◆ Your objective
Copy out every one of the items below word for word, keeping them in the order given.

◆ Data for this exercise
>>>>

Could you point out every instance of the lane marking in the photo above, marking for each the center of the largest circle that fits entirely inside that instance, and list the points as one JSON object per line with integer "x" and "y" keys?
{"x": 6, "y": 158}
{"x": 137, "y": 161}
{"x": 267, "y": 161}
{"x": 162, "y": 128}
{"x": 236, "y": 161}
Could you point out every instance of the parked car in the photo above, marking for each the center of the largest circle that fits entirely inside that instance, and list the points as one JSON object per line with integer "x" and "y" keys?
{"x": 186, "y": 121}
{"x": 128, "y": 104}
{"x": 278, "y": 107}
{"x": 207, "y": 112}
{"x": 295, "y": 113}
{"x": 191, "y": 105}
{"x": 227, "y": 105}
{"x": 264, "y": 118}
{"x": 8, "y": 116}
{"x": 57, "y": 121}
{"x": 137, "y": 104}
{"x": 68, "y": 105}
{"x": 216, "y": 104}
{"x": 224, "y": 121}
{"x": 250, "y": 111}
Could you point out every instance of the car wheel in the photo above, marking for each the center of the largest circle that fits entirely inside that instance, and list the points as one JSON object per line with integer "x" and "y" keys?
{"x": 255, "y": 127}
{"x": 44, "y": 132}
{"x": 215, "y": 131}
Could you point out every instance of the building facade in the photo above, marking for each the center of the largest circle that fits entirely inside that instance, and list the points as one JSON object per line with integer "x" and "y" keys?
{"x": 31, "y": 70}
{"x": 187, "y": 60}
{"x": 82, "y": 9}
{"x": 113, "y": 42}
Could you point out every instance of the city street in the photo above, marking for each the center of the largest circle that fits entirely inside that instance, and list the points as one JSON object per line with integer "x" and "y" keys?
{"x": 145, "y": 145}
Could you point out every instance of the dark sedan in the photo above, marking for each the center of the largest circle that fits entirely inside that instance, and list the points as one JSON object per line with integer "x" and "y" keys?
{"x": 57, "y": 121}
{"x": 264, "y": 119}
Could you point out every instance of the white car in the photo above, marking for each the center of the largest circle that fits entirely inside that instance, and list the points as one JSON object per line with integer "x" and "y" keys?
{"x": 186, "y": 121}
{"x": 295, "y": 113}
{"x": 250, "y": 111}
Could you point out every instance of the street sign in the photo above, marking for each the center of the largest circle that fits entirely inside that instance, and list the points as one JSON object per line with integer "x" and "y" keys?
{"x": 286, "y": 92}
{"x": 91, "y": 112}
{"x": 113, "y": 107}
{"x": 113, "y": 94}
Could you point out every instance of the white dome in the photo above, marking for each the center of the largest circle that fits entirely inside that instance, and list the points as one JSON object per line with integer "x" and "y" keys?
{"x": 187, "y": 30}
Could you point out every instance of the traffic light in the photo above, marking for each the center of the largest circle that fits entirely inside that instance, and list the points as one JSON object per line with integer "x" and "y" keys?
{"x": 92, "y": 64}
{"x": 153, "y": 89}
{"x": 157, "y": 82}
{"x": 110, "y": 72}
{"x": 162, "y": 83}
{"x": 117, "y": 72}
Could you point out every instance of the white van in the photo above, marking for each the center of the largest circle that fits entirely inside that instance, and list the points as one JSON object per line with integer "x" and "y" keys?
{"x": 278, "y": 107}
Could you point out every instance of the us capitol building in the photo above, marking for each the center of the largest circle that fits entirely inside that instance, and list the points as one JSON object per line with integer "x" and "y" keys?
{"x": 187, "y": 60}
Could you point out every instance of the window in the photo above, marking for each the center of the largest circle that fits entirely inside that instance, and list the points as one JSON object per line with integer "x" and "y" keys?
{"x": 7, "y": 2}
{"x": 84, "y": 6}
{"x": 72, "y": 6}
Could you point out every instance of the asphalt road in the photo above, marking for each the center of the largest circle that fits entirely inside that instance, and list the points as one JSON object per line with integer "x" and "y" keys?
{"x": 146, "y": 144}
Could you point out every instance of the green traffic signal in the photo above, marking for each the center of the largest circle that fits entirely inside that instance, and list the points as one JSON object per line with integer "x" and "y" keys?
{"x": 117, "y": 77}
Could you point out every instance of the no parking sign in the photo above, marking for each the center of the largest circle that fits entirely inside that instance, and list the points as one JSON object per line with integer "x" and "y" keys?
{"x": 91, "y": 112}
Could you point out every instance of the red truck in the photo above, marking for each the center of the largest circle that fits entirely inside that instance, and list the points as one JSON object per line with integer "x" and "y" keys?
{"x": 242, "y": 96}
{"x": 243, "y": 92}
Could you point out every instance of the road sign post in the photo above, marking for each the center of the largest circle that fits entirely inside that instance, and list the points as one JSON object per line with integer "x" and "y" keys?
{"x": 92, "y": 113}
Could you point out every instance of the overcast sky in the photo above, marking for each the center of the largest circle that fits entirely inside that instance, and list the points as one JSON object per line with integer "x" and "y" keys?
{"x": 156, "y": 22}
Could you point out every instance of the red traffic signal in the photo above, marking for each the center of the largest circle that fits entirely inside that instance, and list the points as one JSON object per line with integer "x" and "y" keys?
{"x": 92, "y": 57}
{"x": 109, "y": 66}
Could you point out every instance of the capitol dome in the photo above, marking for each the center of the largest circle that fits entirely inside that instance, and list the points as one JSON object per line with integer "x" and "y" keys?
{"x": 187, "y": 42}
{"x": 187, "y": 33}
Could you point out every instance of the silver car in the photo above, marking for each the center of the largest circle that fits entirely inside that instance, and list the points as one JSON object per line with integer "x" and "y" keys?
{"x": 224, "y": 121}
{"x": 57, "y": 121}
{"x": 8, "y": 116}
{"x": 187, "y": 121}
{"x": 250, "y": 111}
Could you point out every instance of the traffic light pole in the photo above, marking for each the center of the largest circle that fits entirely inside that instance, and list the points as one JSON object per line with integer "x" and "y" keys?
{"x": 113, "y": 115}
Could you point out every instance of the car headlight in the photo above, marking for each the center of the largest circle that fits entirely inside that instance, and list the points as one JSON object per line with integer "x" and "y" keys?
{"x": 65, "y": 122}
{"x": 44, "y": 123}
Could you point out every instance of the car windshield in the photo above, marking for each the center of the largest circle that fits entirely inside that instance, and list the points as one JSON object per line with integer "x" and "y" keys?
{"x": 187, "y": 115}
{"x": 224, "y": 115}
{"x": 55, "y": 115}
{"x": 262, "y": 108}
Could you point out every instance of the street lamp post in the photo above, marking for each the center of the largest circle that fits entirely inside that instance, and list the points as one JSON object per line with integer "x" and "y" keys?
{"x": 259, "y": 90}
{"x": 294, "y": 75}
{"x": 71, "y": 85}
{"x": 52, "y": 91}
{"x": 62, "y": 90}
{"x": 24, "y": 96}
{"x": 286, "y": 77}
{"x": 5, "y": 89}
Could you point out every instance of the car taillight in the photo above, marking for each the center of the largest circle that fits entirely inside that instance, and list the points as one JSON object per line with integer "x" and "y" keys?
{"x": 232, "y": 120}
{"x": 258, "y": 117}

<<<<

◆ Response for this exercise
Could you point out every instance of the lane marking in the photo above, marking for each the center of the largest circle that fits entirely inside that instance, and list the points as one JSON object per line with integer "x" and "y" keys?
{"x": 6, "y": 158}
{"x": 137, "y": 161}
{"x": 267, "y": 161}
{"x": 162, "y": 128}
{"x": 236, "y": 161}
Could you point out every instance of the parked car in the photo above, marking for each the center of the largest circle that fits entirely inside that instance, and list the points as one JSON object per line with integer "x" and "y" keys?
{"x": 186, "y": 121}
{"x": 128, "y": 104}
{"x": 278, "y": 107}
{"x": 207, "y": 112}
{"x": 295, "y": 113}
{"x": 191, "y": 105}
{"x": 227, "y": 105}
{"x": 264, "y": 118}
{"x": 8, "y": 116}
{"x": 57, "y": 121}
{"x": 137, "y": 104}
{"x": 68, "y": 105}
{"x": 216, "y": 104}
{"x": 224, "y": 121}
{"x": 250, "y": 111}
Could you point out every instance of the car wheel in the photo above, marking for each the center of the largest circle that fits entirely inside that instance, and list the points as one JSON object per line with integer "x" and "y" keys?
{"x": 255, "y": 127}
{"x": 44, "y": 132}
{"x": 215, "y": 131}
Could you point out every instance of the building facade in the photo above, marking for each the center of the largest circle that fits entirely inside that instance, and list the points as one JSON object per line with integer "x" and "y" keys?
{"x": 31, "y": 70}
{"x": 187, "y": 60}
{"x": 82, "y": 9}
{"x": 113, "y": 42}
Could you point out every instance of the city street in the photo above, marking for each the center of the largest circle that fits entirely inside that instance, and list the points as one JSON object per line with integer "x" and "y" keys?
{"x": 145, "y": 145}
Could you point out every instance of the dark sedan in the photo above, marking for each the center of the largest circle that fits entirely inside that instance, and list the points as one JSON object per line with integer "x" and "y" keys?
{"x": 57, "y": 121}
{"x": 264, "y": 119}
Could you point out every instance of the white car in the photo above, marking for each the center of the largest circle that fits entirely inside that instance, and list the points as one JSON object per line with integer "x" and "y" keys?
{"x": 186, "y": 121}
{"x": 295, "y": 113}
{"x": 250, "y": 111}
Could you point out every instance of the street sign in the photo above, marking for each the center of the largest circle that fits entirely inside that instance, and list the points as one JSON object per line with integer "x" and "y" keys?
{"x": 286, "y": 92}
{"x": 91, "y": 112}
{"x": 113, "y": 107}
{"x": 113, "y": 94}
Could you point out every instance of the white dome in the photo above, marking for each the center of the largest circle that fits entirely inside that instance, and list the points as one JSON object per line with integer "x" and "y" keys?
{"x": 187, "y": 30}
Could you point out every instance of the traffic light in the photo above, marking for each the center of the largest circle that fits entirely inside that instance, and list the points as one JSON object per line with integer "x" and "y" keys?
{"x": 92, "y": 64}
{"x": 153, "y": 89}
{"x": 157, "y": 82}
{"x": 110, "y": 72}
{"x": 162, "y": 83}
{"x": 117, "y": 72}
Could you point out every instance of the white van in the photo above, marking for each the center of the largest circle that fits entirely inside that instance, and list the points as one JSON object per line with integer "x" and "y" keys?
{"x": 278, "y": 107}
Could you point out every instance of the us capitol building in the photo above, marking for each the center of the largest circle that fits entirely inside that instance, and list the points as one JSON object per line with integer "x" and "y" keys?
{"x": 187, "y": 60}
Could you point out every instance of the window in the photo above, marking for each the center of the largest circle that fits entirely inside that instance, and list the points as one JSON object per line with integer "x" and "y" keys?
{"x": 7, "y": 2}
{"x": 84, "y": 6}
{"x": 72, "y": 6}
Could you point out every instance of the asphalt road in the photo above, marking for each the center of the largest circle that fits entirely inside that instance, and list the points as one JSON object per line with integer "x" and "y" keys?
{"x": 146, "y": 144}
Could you point out every instance of the green traffic signal in the photo above, marking for each the center of the largest circle that fits entirely inside that instance, and list the points as one JSON object per line with integer "x" and "y" keys?
{"x": 117, "y": 77}
Could you point out every instance of the no parking sign in the photo above, marking for each the center of the largest circle that fits entirely inside that instance, and list the points as one JSON object per line with integer "x" and "y" keys?
{"x": 91, "y": 112}
Could you point out every instance of the red truck in the photo above, marking for each the center of the largest circle that fits entirely inside that instance, and list the points as one JSON object per line with integer "x" and "y" keys?
{"x": 242, "y": 96}
{"x": 243, "y": 92}
Could you point out every instance of the road sign post in the photo above, marking for each the center of the largest circle that fits entirely inside that instance, and list the points as one JSON object per line with integer "x" and "y" keys?
{"x": 92, "y": 113}
Could you point out every instance of the overcast sky in the photo above, marking for each the center of the largest circle that fits entirely inside that instance, and list the points as one JSON object per line with integer "x" and "y" keys?
{"x": 156, "y": 22}
Could you point out every instance of the red traffic signal in the photo above, marking for each the center of the largest circle that fits entirely inside that instance, and list the points as one JSON object per line with integer "x" and "y" keys?
{"x": 92, "y": 57}
{"x": 109, "y": 66}
Could you point out every instance of the capitol dome in the photo above, marking for each the center of the largest circle that fits entirely inside that instance, and list the points as one JSON object per line with integer "x" and "y" keys?
{"x": 187, "y": 42}
{"x": 187, "y": 33}
Could you point out every instance of the silver car in the photo above, marking for each the center of the largest circle that fits entirely inside that instance, and list the points as one JSON object per line with integer "x" and "y" keys?
{"x": 224, "y": 121}
{"x": 57, "y": 121}
{"x": 8, "y": 116}
{"x": 187, "y": 121}
{"x": 250, "y": 111}
Could you point out every instance of the traffic light pole in the photo above, marking for each the center of the largest circle that fits entirely inside that instance, and list the points as one JSON object per line with integer "x" and "y" keys?
{"x": 113, "y": 115}
Could you point out every instance of the car headlight in the photo above, marking for each the center of the largest circle that fits entirely inside that instance, and list the points as one JSON object per line with integer "x" and "y" keys?
{"x": 65, "y": 122}
{"x": 44, "y": 123}
Could you point out every instance of the car windshield in the photo above, marking for each the center of the largest circle that fits entirely inside that instance, and list the points as one JSON object per line with integer "x" and "y" keys?
{"x": 187, "y": 115}
{"x": 224, "y": 115}
{"x": 55, "y": 115}
{"x": 262, "y": 108}
Could you point out every instance of the street lamp post in the photo above, marking for each the center of the largest circle that fits entirely inside that instance, and list the points as one JSON object per line with integer "x" and "y" keys?
{"x": 259, "y": 90}
{"x": 294, "y": 75}
{"x": 71, "y": 85}
{"x": 52, "y": 91}
{"x": 62, "y": 90}
{"x": 24, "y": 96}
{"x": 286, "y": 77}
{"x": 5, "y": 89}
Could you point out every instance of the car taillight in the photo above, marking for each the center of the largest circle that fits entirely inside that instance, and list the points as one JSON object per line with integer "x" and "y" keys?
{"x": 232, "y": 120}
{"x": 258, "y": 117}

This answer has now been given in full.